> Exercise directions
Return every line of the rows below as a JSON list of strings, one string per line, with blank lines left out.

● ● ● ● ●

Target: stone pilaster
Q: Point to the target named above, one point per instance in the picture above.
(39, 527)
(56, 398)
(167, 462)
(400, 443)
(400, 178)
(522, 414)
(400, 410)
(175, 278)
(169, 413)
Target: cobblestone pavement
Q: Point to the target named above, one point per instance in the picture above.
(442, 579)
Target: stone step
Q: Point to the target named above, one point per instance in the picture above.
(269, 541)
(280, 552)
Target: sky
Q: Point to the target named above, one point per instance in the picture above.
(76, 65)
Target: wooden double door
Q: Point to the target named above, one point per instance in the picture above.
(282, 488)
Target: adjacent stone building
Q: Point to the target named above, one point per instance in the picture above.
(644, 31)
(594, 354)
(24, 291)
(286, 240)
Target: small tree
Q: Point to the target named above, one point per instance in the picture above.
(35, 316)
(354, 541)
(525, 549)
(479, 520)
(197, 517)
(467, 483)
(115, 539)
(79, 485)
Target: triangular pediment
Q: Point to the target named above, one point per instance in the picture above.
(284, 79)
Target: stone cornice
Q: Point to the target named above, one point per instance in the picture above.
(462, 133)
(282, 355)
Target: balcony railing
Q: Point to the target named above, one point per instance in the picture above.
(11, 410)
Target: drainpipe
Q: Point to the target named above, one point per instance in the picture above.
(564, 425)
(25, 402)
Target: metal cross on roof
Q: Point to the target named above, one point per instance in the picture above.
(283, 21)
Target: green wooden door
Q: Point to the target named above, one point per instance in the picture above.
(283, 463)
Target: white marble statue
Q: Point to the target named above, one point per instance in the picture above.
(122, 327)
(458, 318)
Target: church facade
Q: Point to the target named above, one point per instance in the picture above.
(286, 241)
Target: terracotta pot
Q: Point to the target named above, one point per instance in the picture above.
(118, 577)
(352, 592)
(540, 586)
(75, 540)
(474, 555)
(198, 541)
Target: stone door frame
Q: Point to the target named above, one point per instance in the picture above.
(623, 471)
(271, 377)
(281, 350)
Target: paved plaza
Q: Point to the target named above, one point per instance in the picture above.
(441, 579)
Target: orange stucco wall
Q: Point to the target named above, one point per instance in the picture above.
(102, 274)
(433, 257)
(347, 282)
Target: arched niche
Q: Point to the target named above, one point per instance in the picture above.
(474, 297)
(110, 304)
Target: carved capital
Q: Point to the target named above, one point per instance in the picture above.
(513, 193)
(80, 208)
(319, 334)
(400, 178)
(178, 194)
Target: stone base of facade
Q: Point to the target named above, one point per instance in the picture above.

● ● ● ● ●

> Answer to the task
[
  "Target: stone pilaster",
  "Q: Point to the target named above, one point per instance in the picture above.",
  "(39, 527)",
  "(56, 398)",
  "(167, 462)",
  "(400, 443)",
  "(400, 178)",
  "(522, 414)",
  "(400, 410)",
  "(175, 278)",
  "(169, 413)",
  "Target: cobblestone pavement",
  "Q: Point to the target named above, one point per instance in the picture above.",
  "(442, 579)",
  "Target: stone step",
  "Q: Point to the target named above, one point per instance in the picture above.",
  "(269, 541)",
  "(280, 552)",
  "Target: sky",
  "Q: Point to the target named above, one point per instance in the picture above.",
  "(76, 65)",
  "Target: wooden double door",
  "Q: Point to the target named above, one point per instance in the picture above.",
  "(282, 488)",
  "Target: adjacent stone building",
  "Q: Point to the target named above, one point per instance in the picture above.",
  "(644, 31)",
  "(594, 354)",
  "(24, 291)",
  "(286, 240)",
  "Target: small tree",
  "Q: Point to the target named above, one point per instance in the picture above.",
  "(35, 316)",
  "(354, 541)",
  "(525, 549)",
  "(479, 520)",
  "(197, 517)",
  "(467, 483)",
  "(115, 539)",
  "(79, 485)",
  "Target: triangular pediment",
  "Q: Point to the target named above, one point per instance in the picture above.",
  "(284, 79)",
  "Target: stone cornice",
  "Q: Point to the target named above, one point per instance in the picture above.",
  "(462, 133)",
  "(282, 355)",
  "Target: balcony railing",
  "Q: Point to the target named above, one point per instance in the picture above.",
  "(11, 410)",
  "Target: drainpipe",
  "Q: Point to the target named above, one point per instance in the picture above.",
  "(564, 425)",
  "(25, 402)",
  "Target: metal cross on roof",
  "Q: Point to the target named above, one point per instance in the picture above.",
  "(283, 21)",
  "Target: green wooden door",
  "Q: Point to the target named above, one point per instance in the picture above.",
  "(283, 463)",
  "Target: white marble statue",
  "Q: Point to the target named above, one point per instance in the picture above.",
  "(122, 327)",
  "(458, 318)",
  "Target: church facade",
  "Q: Point to the target named above, one point per instance in the picture above.",
  "(286, 241)",
  "Target: terracotta pot",
  "Q: Point to the target named above, one point per instance in the picture above.",
  "(118, 577)",
  "(352, 592)",
  "(540, 586)",
  "(75, 540)",
  "(474, 555)",
  "(198, 541)",
  "Target: stone door frame",
  "Q: Point to the target named above, one point per instance in the picture above.",
  "(623, 471)",
  "(271, 377)",
  "(281, 350)",
  "Target: paved plaza",
  "Q: Point to the target named above, one point per instance in the picture above.",
  "(441, 579)",
  "Target: orange stucco wall",
  "Q: Point to the target named above, one point per instance in the picture above.",
  "(102, 274)",
  "(433, 257)",
  "(347, 282)",
  "Target: arched niche",
  "Q: Point to the target named above, one point per instance in the picture above.",
  "(474, 297)",
  "(110, 304)",
  "Target: carved capital",
  "Q: Point to the target named above, one point per instance in the picture above.",
  "(513, 193)",
  "(80, 208)",
  "(319, 334)",
  "(400, 178)",
  "(178, 194)",
  "Target: stone base of facade",
  "Q: Point to the target named above, one point per instance in the picture above."
]